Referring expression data
--- START ---

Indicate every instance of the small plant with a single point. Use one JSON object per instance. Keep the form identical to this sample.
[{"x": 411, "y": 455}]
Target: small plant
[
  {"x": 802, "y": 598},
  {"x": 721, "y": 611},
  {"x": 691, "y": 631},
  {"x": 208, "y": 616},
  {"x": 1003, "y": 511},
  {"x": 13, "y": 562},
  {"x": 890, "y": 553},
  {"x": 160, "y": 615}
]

--- END ---

Action item: Transcribe the data. Leave every line exactly as it is.

Output below:
Indicate every instance of the small plant with a single point. Use one JSON object per instance. Keep the form identical to this sample.
[{"x": 411, "y": 455}]
Target: small plant
[
  {"x": 802, "y": 598},
  {"x": 721, "y": 611},
  {"x": 691, "y": 631},
  {"x": 208, "y": 616},
  {"x": 1003, "y": 511},
  {"x": 13, "y": 562},
  {"x": 890, "y": 553},
  {"x": 160, "y": 615}
]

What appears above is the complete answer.